**What you will do**
Output the listing below, keeping each line exactly as it stands.

**Material provided**
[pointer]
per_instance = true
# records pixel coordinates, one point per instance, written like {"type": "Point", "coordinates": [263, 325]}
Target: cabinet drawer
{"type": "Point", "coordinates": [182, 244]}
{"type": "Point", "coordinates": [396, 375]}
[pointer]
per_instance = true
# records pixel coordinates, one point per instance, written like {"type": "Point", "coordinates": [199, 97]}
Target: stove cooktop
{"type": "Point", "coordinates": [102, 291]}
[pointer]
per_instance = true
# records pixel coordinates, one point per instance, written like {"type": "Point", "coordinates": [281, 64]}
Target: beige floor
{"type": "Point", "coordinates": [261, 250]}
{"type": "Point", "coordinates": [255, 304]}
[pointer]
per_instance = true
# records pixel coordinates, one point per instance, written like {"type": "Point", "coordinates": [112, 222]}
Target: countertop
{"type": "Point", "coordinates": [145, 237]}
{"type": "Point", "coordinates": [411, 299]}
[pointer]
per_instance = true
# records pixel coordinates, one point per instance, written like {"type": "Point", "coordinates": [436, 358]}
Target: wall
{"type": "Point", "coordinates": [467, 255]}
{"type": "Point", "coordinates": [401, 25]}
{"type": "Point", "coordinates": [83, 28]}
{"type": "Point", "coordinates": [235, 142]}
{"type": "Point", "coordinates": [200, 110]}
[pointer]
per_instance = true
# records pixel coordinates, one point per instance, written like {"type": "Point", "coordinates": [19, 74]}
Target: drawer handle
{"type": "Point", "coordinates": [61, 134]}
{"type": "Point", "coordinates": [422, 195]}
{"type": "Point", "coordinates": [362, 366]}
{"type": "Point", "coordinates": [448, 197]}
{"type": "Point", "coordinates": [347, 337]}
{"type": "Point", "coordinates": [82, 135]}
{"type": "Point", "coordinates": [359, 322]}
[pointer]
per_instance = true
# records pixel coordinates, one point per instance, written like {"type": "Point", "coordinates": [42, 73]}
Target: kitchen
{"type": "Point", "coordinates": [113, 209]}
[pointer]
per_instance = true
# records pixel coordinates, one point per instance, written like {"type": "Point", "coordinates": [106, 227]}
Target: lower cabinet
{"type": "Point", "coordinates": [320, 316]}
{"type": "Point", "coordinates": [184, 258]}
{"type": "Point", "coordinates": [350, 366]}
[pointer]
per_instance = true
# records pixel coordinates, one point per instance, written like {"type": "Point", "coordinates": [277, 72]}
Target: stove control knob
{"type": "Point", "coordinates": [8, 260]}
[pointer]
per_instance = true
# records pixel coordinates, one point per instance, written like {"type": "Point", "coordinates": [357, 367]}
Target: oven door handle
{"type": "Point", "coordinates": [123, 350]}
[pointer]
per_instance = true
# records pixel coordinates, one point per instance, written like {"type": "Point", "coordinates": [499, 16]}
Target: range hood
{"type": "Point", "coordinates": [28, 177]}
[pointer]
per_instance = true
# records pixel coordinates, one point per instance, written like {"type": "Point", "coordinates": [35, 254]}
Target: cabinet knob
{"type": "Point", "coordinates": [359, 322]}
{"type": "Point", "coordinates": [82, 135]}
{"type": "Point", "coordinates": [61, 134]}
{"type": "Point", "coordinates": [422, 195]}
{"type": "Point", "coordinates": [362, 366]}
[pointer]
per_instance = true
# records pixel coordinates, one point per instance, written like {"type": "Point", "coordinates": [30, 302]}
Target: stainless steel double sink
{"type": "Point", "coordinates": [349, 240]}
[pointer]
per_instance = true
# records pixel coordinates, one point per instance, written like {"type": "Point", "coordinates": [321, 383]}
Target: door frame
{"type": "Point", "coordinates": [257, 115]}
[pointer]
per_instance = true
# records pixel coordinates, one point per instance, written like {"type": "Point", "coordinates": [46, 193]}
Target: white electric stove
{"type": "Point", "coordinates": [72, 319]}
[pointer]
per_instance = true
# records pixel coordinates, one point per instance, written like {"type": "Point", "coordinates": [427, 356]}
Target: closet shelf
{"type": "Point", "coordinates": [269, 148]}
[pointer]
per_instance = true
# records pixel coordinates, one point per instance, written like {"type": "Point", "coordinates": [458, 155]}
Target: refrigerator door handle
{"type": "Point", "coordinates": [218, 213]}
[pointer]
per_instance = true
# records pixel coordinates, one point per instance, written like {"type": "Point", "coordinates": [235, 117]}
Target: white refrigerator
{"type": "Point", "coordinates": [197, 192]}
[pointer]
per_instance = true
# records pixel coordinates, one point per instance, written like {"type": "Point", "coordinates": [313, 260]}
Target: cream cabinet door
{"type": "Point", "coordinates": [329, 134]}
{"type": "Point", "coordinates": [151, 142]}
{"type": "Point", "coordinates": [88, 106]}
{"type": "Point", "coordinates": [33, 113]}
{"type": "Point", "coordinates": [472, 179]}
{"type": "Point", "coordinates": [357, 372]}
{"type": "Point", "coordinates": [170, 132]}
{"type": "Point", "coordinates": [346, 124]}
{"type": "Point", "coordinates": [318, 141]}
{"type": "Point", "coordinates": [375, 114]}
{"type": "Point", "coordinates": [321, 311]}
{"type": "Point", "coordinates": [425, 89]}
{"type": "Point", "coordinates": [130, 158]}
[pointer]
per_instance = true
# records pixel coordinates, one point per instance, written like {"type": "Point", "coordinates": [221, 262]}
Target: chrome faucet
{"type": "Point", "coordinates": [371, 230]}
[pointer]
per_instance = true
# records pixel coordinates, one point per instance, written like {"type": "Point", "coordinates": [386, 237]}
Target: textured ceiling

**Exercise solution**
[pointer]
per_instance = true
# records pixel coordinates, one point per instance, written like {"type": "Point", "coordinates": [263, 325]}
Target: cabinet drawer
{"type": "Point", "coordinates": [182, 244]}
{"type": "Point", "coordinates": [396, 375]}
[pointer]
per_instance = true
# records pixel coordinates, one point per instance, written like {"type": "Point", "coordinates": [199, 97]}
Target: stove cooktop
{"type": "Point", "coordinates": [102, 291]}
[pointer]
per_instance = true
# records pixel coordinates, one point per instance, written like {"type": "Point", "coordinates": [281, 64]}
Target: beige floor
{"type": "Point", "coordinates": [261, 250]}
{"type": "Point", "coordinates": [255, 304]}
[pointer]
per_instance = true
# records pixel coordinates, one point per instance, written like {"type": "Point", "coordinates": [112, 222]}
Target: countertop
{"type": "Point", "coordinates": [145, 237]}
{"type": "Point", "coordinates": [411, 299]}
[pointer]
per_instance = true
# records pixel coordinates, one point per instance, written like {"type": "Point", "coordinates": [436, 358]}
Target: wall
{"type": "Point", "coordinates": [467, 255]}
{"type": "Point", "coordinates": [401, 25]}
{"type": "Point", "coordinates": [83, 28]}
{"type": "Point", "coordinates": [235, 142]}
{"type": "Point", "coordinates": [200, 110]}
[pointer]
per_instance = true
# records pixel coordinates, one point per instance, written like {"type": "Point", "coordinates": [19, 74]}
Target: drawer handle
{"type": "Point", "coordinates": [61, 134]}
{"type": "Point", "coordinates": [422, 195]}
{"type": "Point", "coordinates": [362, 366]}
{"type": "Point", "coordinates": [448, 197]}
{"type": "Point", "coordinates": [347, 337]}
{"type": "Point", "coordinates": [82, 135]}
{"type": "Point", "coordinates": [359, 322]}
[pointer]
per_instance = true
# records pixel coordinates, one point per instance, written like {"type": "Point", "coordinates": [42, 73]}
Target: kitchen
{"type": "Point", "coordinates": [113, 209]}
[pointer]
per_instance = true
# records pixel coordinates, one point per instance, written like {"type": "Point", "coordinates": [106, 227]}
Target: lower cabinet
{"type": "Point", "coordinates": [320, 316]}
{"type": "Point", "coordinates": [184, 258]}
{"type": "Point", "coordinates": [350, 366]}
[pointer]
per_instance = true
# records pixel coordinates, one point per instance, written like {"type": "Point", "coordinates": [277, 72]}
Target: stove control knob
{"type": "Point", "coordinates": [8, 260]}
[pointer]
per_instance = true
# records pixel coordinates, one point per instance, written like {"type": "Point", "coordinates": [357, 367]}
Target: oven door handle
{"type": "Point", "coordinates": [123, 350]}
[pointer]
per_instance = true
# records pixel coordinates, one point per instance, written like {"type": "Point", "coordinates": [499, 16]}
Target: range hood
{"type": "Point", "coordinates": [28, 177]}
[pointer]
per_instance = true
# records pixel coordinates, one point per instance, written like {"type": "Point", "coordinates": [35, 254]}
Target: cabinet knob
{"type": "Point", "coordinates": [359, 322]}
{"type": "Point", "coordinates": [82, 135]}
{"type": "Point", "coordinates": [61, 134]}
{"type": "Point", "coordinates": [422, 195]}
{"type": "Point", "coordinates": [362, 366]}
[pointer]
per_instance = true
# records pixel coordinates, one point per instance, written like {"type": "Point", "coordinates": [30, 302]}
Target: stainless steel double sink
{"type": "Point", "coordinates": [349, 240]}
[pointer]
per_instance = true
# records pixel coordinates, one point per instance, written like {"type": "Point", "coordinates": [321, 383]}
Target: door frame
{"type": "Point", "coordinates": [257, 115]}
[pointer]
per_instance = true
# records pixel coordinates, one point per instance, written like {"type": "Point", "coordinates": [46, 193]}
Target: white electric stove
{"type": "Point", "coordinates": [72, 319]}
[pointer]
per_instance = true
# records pixel coordinates, one point per instance, written like {"type": "Point", "coordinates": [427, 356]}
Target: closet shelf
{"type": "Point", "coordinates": [269, 148]}
[pointer]
per_instance = true
# records pixel coordinates, one point per instance, written like {"type": "Point", "coordinates": [458, 155]}
Target: refrigerator door handle
{"type": "Point", "coordinates": [218, 213]}
[pointer]
per_instance = true
# records pixel coordinates, one point per instance, written like {"type": "Point", "coordinates": [235, 117]}
Target: white refrigerator
{"type": "Point", "coordinates": [197, 192]}
[pointer]
per_instance = true
# records pixel coordinates, one point per instance, written like {"type": "Point", "coordinates": [313, 260]}
Target: cream cabinet door
{"type": "Point", "coordinates": [329, 134]}
{"type": "Point", "coordinates": [151, 142]}
{"type": "Point", "coordinates": [88, 106]}
{"type": "Point", "coordinates": [33, 113]}
{"type": "Point", "coordinates": [472, 179]}
{"type": "Point", "coordinates": [357, 372]}
{"type": "Point", "coordinates": [170, 132]}
{"type": "Point", "coordinates": [346, 124]}
{"type": "Point", "coordinates": [318, 141]}
{"type": "Point", "coordinates": [375, 114]}
{"type": "Point", "coordinates": [321, 311]}
{"type": "Point", "coordinates": [425, 89]}
{"type": "Point", "coordinates": [130, 158]}
[pointer]
per_instance = true
# records pixel coordinates, one point per instance, written like {"type": "Point", "coordinates": [221, 262]}
Target: chrome faucet
{"type": "Point", "coordinates": [371, 230]}
[pointer]
per_instance = true
# records pixel coordinates, one point per instance, written like {"type": "Point", "coordinates": [386, 237]}
Target: textured ceiling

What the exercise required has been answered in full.